START Provided material

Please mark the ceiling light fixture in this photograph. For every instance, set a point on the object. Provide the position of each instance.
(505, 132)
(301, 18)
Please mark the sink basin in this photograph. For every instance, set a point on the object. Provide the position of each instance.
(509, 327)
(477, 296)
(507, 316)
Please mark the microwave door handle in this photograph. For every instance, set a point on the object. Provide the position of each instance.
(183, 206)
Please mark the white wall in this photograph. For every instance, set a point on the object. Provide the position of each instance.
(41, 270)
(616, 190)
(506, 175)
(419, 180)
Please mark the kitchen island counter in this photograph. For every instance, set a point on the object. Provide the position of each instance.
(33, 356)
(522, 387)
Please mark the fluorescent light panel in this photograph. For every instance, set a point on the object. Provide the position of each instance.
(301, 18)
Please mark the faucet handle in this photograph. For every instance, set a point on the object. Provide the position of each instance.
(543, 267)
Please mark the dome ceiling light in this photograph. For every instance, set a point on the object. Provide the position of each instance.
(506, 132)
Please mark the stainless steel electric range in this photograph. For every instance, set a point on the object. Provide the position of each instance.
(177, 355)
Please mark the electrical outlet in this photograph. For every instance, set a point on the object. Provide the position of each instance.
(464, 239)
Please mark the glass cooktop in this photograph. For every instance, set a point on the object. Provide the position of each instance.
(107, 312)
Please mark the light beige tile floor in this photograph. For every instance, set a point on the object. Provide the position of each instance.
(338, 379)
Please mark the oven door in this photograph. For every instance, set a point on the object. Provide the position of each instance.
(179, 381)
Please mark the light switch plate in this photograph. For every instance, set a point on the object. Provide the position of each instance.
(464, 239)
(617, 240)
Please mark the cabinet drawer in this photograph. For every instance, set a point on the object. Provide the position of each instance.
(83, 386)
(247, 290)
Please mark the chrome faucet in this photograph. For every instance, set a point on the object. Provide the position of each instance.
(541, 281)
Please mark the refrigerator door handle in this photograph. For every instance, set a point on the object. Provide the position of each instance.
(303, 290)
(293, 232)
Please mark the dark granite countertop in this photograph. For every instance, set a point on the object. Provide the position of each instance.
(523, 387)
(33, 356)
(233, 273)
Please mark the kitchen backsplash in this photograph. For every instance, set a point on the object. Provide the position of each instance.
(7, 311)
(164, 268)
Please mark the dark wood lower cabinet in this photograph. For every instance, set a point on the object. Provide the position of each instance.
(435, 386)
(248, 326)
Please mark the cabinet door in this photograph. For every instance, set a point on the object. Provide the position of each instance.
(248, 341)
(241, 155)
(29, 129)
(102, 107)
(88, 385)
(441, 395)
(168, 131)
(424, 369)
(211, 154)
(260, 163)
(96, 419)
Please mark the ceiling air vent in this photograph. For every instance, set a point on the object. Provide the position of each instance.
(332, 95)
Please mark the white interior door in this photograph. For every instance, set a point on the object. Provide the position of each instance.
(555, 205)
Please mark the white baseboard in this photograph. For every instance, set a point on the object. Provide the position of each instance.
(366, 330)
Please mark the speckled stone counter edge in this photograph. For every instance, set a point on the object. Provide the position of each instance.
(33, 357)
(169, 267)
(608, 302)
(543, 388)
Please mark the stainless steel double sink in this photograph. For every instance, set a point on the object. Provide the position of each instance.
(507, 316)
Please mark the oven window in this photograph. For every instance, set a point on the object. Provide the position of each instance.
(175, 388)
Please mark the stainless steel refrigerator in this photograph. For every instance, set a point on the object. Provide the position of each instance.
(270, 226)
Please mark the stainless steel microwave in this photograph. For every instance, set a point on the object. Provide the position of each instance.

END Provided material

All of the data above is to be given again, word for word.

Please mark the ceiling light fixture in this photograph. For every instance, set a point on the object. Provide the position of each instance.
(505, 132)
(301, 18)
Please mark the sink basin in this photograph. For every instance, set a point on the object. Provide the position of each instance.
(509, 327)
(477, 296)
(507, 316)
Please mark the microwave door handle in this photograph. For every instance, set a point on the object. Provide the position of each instance.
(183, 206)
Please mark the white wall in this photograph. For every instance, set a point on the object. Provide the position of each instance.
(41, 270)
(616, 190)
(506, 175)
(419, 180)
Please mark the kitchen island counter in this photograph. For every instance, set a point on the object. Provide the position of each instance.
(33, 356)
(522, 387)
Please mark the fluorescent light panel in this photograph. For every instance, set a point on the object. Provide the position of each instance.
(301, 18)
Please mark the faucet handle in this photograph. For every instance, set a point on the object. Provide the position of each instance.
(543, 267)
Please mark the dome ceiling light in this photograph. For every instance, set a point on the object. Provide the position of each instance.
(506, 132)
Please mark the stainless steel electric range in this photograph. For every instance, set a point on the object. Provide the position of each instance.
(177, 355)
Please mark the electrical outlet in this photograph. For every instance, set a point on the object. Provide the position of each instance.
(464, 239)
Please mark the glass cooktop in this photograph. For every instance, set a point on the object. Provide the position of each instance.
(107, 312)
Please mark the light beige tile floor in this photograph. For every instance, set a point on the object. Provide the position of each instance.
(338, 379)
Please mark the oven door in this photograph. For every instance, set a point on the object. Provide the position of each instance.
(179, 381)
Please mark the light switch plate in this photograph. For every instance, set a point on the object. Provide the position of each instance.
(464, 239)
(617, 240)
Please mark the cabinet drawer in this photograph. For every instance, set a point on the object. Provide the position of each instance.
(83, 386)
(247, 290)
Please mark the chrome faucet in this photograph. For every instance, set a point on the object. Provide the position of each instance.
(541, 281)
Please mark the refrigerator door handle in this photograph. For every instance, set a point on the object. Provide the position of each instance.
(303, 290)
(293, 232)
Please mark the dark granite countertop in this photograph. For every instance, set a point on the object. Provide the position of each instance.
(523, 387)
(33, 356)
(233, 273)
Please mark the kitchen backsplash in this photograph. For every instance, set a point on the object. Provide the position of each instance.
(7, 311)
(164, 268)
Please mark the dark wood lower cabinet in this photograph. For every instance, set a point on the object. Provide the position of each instance.
(435, 386)
(248, 326)
Please mark the cabinet door in this photograph. For every instance, set a point on the object. Provide the position of each instance.
(248, 341)
(241, 155)
(29, 129)
(102, 107)
(88, 385)
(441, 395)
(168, 131)
(424, 369)
(211, 154)
(260, 163)
(96, 419)
Please mark the ceiling air vent in this photograph. For every instance, set a point on the object. Provide the position of each instance.
(332, 95)
Please mark the white interior door in this photograph. For every instance, set a point on the object. Provide the position of each instance.
(555, 205)
Please mark the white baseboard in this photograph. For every instance, set a point on the object. Provide the position of each instance.
(366, 330)
Please mark the speckled stone counter edge in this photograph. For every instance, set a point on the object. Provide the position of each instance.
(33, 357)
(169, 267)
(608, 302)
(543, 388)
Please mark the stainless steel double sink in this photograph. For every instance, set a point on the object. Provide the position of each instance.
(507, 316)
Please mark the oven window in this photograph. For every instance, set a point on the object. Provide the position of each instance.
(175, 388)
Please mark the stainless steel refrigerator in this photograph. For every instance, set a point on the object. Provide the position of each instance.
(270, 226)
Please mark the stainless steel microwave in this photograph. For every instance, set a point on the object. Provide the position of each instance.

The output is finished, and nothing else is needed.